Brief>
Return each line of the material verbatim.

* Start Data rows *

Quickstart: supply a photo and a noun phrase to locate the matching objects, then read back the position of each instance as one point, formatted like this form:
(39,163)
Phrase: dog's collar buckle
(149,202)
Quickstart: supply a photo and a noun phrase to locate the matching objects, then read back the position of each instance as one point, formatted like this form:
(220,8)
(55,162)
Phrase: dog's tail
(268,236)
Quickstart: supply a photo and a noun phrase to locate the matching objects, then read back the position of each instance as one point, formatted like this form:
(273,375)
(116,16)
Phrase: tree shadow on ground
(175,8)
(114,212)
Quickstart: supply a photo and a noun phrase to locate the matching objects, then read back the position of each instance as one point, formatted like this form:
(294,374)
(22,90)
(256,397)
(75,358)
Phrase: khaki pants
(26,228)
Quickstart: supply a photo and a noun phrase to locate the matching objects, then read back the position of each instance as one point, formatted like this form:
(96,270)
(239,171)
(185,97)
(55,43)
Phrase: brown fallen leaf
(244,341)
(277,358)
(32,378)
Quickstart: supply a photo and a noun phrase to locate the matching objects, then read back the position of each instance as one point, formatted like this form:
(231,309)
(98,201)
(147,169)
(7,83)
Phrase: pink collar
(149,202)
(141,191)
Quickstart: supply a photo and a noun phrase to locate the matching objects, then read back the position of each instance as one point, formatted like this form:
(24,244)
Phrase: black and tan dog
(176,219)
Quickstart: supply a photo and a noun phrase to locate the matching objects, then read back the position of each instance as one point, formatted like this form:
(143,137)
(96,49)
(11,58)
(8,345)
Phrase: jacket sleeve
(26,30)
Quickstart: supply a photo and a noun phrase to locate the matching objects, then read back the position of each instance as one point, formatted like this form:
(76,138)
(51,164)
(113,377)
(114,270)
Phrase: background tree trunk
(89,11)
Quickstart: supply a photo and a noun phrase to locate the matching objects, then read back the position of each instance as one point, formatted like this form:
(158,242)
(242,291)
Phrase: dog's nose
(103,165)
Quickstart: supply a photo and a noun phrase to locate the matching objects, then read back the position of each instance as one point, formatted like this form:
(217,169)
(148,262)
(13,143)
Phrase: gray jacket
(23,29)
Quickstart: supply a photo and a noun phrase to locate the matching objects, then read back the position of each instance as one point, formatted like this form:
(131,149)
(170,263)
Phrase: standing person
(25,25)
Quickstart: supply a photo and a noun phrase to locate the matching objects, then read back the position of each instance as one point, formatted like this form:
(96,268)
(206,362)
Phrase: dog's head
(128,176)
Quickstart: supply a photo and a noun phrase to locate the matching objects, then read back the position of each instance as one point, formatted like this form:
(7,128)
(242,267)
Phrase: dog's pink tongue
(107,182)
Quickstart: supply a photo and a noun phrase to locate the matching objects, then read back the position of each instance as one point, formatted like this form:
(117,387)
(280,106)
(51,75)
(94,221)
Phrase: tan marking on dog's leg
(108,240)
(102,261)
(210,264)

* End Data rows *

Solution>
Quickstart: supply a photo and a noun phrase to locate the matching objects, then read back the position of each instance as one point, formatted like this form:
(39,163)
Phrase: dog's collar buckle
(149,202)
Quickstart: supply a photo and a noun phrase to locate the matching objects, then read back the position of each instance as one point, formatted like this form:
(220,8)
(55,162)
Phrase: dog's tail
(268,236)
Quickstart: supply a photo and a noun phrase to locate the matching objects, then read back the position of each instance as one point, formatted like this form:
(273,375)
(116,16)
Phrase: tree shadow on ground
(175,8)
(114,212)
Quickstart: supply a photo and a noun phrase to locate the matching objects, then read back the position of each instance as one point, formatted like this form:
(294,374)
(22,90)
(256,397)
(75,358)
Phrase: khaki pants
(26,228)
Quickstart: supply a photo and a noun phrase to locate the matching objects, then read back the position of each instance as one point, formatted like this form:
(96,270)
(239,171)
(185,97)
(55,43)
Phrase: brown fallen leaf
(244,341)
(277,358)
(32,378)
Quickstart: supply a photo and a noun phrase to locate the matching objects, then read back the position of each instance as one point, formatted like this form:
(231,309)
(98,201)
(147,169)
(7,83)
Phrase: pink collar
(149,202)
(141,191)
Quickstart: supply a photo and a noun phrase to locate the matching objects, then read back the position of each instance as one point, formatted like this form:
(24,244)
Phrase: black and tan dog
(176,219)
Quickstart: supply a photo and a noun phrase to locate the matching objects, then read back the position of each instance as one point, formatted like this form:
(143,137)
(96,49)
(11,58)
(8,345)
Phrase: jacket sleeve
(26,30)
Quickstart: supply a photo and a noun phrase to locate the matching objects, then read back the position of each instance as one point, formatted like this form:
(76,138)
(51,164)
(113,377)
(114,270)
Phrase: background tree trunk
(89,11)
Quickstart: supply a photo and a noun phrase to locate the matching objects, then read back the position of each instance as one point, formatted like this form:
(158,242)
(242,291)
Phrase: dog's nose
(103,165)
Quickstart: supply a photo and a noun phrase to locate the matching objects, then read back the position of each instance as one point, formatted like this form:
(217,169)
(148,262)
(13,143)
Phrase: gray jacket
(23,29)
Quickstart: supply a photo and a noun phrase to locate the matching objects, then read back the position of each instance as one point, formatted like this form:
(131,149)
(170,263)
Phrase: standing person
(25,25)
Quickstart: supply a photo and a noun phrase to locate the matching objects, then read back the position of each instance as one point, formatted like this form:
(96,268)
(206,362)
Phrase: dog's head
(128,176)
Quickstart: supply a photo and a noun phrase to locate the matching objects, then read back the position of each instance as one point, formatted like this form:
(7,128)
(242,267)
Phrase: dog's pink tongue
(107,182)
Quickstart: supply a photo and a noun phrase to locate the matching objects, then read back the position of each instance as one point, formatted like this form:
(117,387)
(280,106)
(51,75)
(94,221)
Phrase: tan marking on dog's leg
(108,240)
(102,261)
(210,264)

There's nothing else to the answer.